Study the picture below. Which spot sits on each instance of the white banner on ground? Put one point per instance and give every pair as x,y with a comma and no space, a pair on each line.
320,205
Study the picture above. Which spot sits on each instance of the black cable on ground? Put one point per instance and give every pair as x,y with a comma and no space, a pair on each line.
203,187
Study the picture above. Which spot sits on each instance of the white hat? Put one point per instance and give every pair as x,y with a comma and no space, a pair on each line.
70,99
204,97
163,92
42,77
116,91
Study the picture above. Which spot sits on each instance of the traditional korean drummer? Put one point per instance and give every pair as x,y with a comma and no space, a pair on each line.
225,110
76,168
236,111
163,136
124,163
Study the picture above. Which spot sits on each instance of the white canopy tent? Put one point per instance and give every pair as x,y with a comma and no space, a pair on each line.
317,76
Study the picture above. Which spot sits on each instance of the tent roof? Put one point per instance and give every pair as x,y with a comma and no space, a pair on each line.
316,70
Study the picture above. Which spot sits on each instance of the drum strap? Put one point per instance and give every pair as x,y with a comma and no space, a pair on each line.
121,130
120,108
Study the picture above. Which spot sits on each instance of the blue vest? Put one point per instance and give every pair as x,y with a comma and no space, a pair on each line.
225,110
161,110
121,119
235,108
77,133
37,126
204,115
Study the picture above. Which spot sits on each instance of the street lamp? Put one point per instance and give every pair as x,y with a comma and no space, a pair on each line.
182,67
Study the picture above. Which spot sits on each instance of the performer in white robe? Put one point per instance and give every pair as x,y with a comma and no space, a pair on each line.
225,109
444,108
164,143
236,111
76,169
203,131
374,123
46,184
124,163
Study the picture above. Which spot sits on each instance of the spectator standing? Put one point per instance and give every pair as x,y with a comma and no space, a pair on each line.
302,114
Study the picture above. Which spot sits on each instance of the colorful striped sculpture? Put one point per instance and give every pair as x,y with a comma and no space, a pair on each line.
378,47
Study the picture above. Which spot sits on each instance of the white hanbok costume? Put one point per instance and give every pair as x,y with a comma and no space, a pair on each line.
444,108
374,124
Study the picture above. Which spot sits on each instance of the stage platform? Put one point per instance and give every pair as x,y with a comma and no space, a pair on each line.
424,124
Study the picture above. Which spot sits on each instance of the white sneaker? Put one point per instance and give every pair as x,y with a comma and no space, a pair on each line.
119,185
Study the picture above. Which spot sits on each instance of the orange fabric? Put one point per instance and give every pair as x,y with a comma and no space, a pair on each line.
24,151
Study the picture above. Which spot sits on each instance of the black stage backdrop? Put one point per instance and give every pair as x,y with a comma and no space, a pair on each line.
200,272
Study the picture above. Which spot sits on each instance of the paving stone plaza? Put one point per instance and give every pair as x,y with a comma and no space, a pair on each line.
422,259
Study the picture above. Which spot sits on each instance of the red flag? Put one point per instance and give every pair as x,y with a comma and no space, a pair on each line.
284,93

##########

### WRITTEN INSTRUCTION
Repeat all of the lines above word for word, from the first one through the last.

### ANSWER TO THIS EXERCISE
Study the picture below. Which spot sits on each instance of the white banner on ground? Put one point per instance and give every pair as x,y with a comma and no space, a pair on each line.
320,205
Study the picture above. Which spot sits on each instance of the black cable on ground? Put one point per instance and give every pair as x,y with a comma and no space, a pair on each line.
203,187
Study the picture above. Which spot sits on each instance of the white hat? Put one point per instance and give every pair as x,y with a comma and no space, a pair on each line.
70,99
204,97
163,92
42,77
116,91
Study the picture above. Which spot sits on each instance of the traditional korean drummer? Put one point per instance and give every pair as x,y with a comma and no space, a pair on each line.
225,110
76,168
236,111
163,136
124,163
Study the picture above. Which spot sits on each instance of the white canopy tent? Put one point per instance and give every pair as x,y with a comma and no space, a pair on each line.
317,76
Study the picture above. Which spot sits on each instance of the tent roof? Put one point per instance and give every pair as x,y with a comma and no space, a pair on each line.
316,70
Study the picture above. Which spot sits on each instance of the drum strap? Put one point per instance and give every pair as x,y with a comma and no space, a pair on each line.
121,130
120,108
Study the picture above. Which spot sits on each instance of the blue vest? Put one point per instance and give every pair as x,y with a comma and no space, a pair on each line.
225,110
161,110
121,119
235,108
77,133
37,126
204,115
Study the picture above. Which spot sits on each instance of the street lamp? Put one point per instance and give every pair as x,y with a comma and no space, a pair on each line.
182,67
Study the picture above. Which spot sits on each instance of the performer in white robe? Put one point per instance and give every pair as x,y with a comma and no space, a pair on each line.
225,109
444,108
164,143
236,111
76,169
203,131
374,123
46,184
124,163
Study the picture above. Which spot sits on each instance of the spectator standing? Put one point per instance and give every pair as x,y with a comma and no space, a pair on each line.
302,114
Study the picture above. Which spot sits on each instance of the colorful striped sculpture? Put one point per instance and give every pair as x,y with a comma and no space, a pair on each line.
378,47
Study the picture above. Which spot sits on each instance of the white hanbok costume? Put one point per instance and give every pair as x,y with a comma and no space, a pair on each line.
444,108
374,124
Study the picture above. Which spot sits on each instance of the stage platform? Put one point per instance and give every pair as x,y with a comma and no space, a pair on each line.
424,124
Study the picture above. Which spot sits on each instance of the white sneaker? Put one point per instance and give every pair as x,y with a comma and no space, a pair on each line.
119,185
Study the picture above. Which spot sits on each instance of the orange fabric? Put one point per instance and give every pair as x,y with a comma and no space, a pair on each line.
24,151
Study the picture above. Which spot sits on each instance of the black stage backdrop? Put one point per instance and give every pair as x,y with a comma and no space, a pair on each line.
200,272
Study the picture above. Which spot sits on each instance of the paving stone plaza? Put one point per instance and give every pair as x,y with a comma and no space, a pair on each line.
422,259
Study the picture above. Which spot sits on each instance of the red flag? Put one point per instance and give every pair as x,y with a comma and no space, a pair on each line.
284,93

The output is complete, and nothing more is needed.